Task: Starting with the line that contains "Practice step: put a point on each instance of the skyscraper", reproduce each line through the end of the entries exactly as written.

=== Record excerpts ===

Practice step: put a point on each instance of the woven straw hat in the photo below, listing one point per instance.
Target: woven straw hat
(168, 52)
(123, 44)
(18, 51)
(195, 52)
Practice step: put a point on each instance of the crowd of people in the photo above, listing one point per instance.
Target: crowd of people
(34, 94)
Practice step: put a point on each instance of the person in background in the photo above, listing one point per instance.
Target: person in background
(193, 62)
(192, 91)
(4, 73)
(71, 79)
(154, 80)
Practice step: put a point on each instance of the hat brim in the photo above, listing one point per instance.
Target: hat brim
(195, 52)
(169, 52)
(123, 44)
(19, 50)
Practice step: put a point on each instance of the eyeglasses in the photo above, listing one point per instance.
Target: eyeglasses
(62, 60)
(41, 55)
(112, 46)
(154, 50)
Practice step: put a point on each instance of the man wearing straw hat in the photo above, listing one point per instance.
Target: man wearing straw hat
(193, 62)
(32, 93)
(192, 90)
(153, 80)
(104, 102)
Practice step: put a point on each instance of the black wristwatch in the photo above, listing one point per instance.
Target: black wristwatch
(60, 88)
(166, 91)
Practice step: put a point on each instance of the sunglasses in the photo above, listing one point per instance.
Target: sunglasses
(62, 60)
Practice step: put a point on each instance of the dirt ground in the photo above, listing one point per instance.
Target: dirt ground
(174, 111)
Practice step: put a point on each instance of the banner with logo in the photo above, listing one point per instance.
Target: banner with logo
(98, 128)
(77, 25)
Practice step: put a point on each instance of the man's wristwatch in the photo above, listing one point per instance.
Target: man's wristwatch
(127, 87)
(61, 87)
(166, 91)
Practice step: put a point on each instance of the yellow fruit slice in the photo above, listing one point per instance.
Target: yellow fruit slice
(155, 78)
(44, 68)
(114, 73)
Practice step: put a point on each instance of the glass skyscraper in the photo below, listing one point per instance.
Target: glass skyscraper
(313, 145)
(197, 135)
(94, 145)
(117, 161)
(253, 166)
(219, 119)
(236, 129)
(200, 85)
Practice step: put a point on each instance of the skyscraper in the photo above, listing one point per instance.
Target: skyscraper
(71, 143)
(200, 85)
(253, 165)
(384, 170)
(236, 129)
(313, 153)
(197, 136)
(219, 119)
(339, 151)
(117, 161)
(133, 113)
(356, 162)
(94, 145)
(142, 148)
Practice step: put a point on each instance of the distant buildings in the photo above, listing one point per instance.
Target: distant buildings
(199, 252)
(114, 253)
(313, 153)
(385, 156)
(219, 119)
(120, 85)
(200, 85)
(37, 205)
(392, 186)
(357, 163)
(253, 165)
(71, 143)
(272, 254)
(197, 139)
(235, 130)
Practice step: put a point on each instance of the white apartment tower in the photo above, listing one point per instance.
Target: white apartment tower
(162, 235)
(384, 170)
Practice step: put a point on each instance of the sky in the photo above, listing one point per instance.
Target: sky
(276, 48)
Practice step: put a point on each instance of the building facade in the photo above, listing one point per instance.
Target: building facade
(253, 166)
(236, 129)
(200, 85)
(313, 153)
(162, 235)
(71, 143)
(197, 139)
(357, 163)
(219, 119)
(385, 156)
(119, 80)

===

The completed task:
Practice step: put a point on each instance of the skyscraper in the photo above, listing one point per instance.
Target: skyscraper
(71, 143)
(200, 85)
(253, 165)
(384, 170)
(236, 129)
(313, 153)
(197, 136)
(219, 119)
(339, 151)
(117, 161)
(133, 113)
(356, 162)
(94, 145)
(142, 148)
Practice step: put a point on each instance of the distant buildings in the photo above, listing one point per instance.
Target: distant buildings
(199, 252)
(114, 253)
(313, 153)
(385, 156)
(219, 119)
(120, 85)
(200, 85)
(37, 205)
(392, 186)
(357, 163)
(253, 165)
(71, 143)
(272, 254)
(197, 139)
(235, 130)
Practice step: put a point on each instance of the white apartment tower in the photo above, listing one point per instance.
Target: white apartment tower
(162, 235)
(384, 170)
Practice step: put a point on each instance of the sky in the photo above, listing one point per instance.
Target: sky
(276, 48)
Practice step: put a point on each instance of the building facade in the photo above, listing one point per instance.
Target: building facade
(253, 166)
(236, 129)
(200, 85)
(313, 153)
(162, 235)
(71, 143)
(197, 139)
(357, 163)
(219, 119)
(385, 156)
(119, 80)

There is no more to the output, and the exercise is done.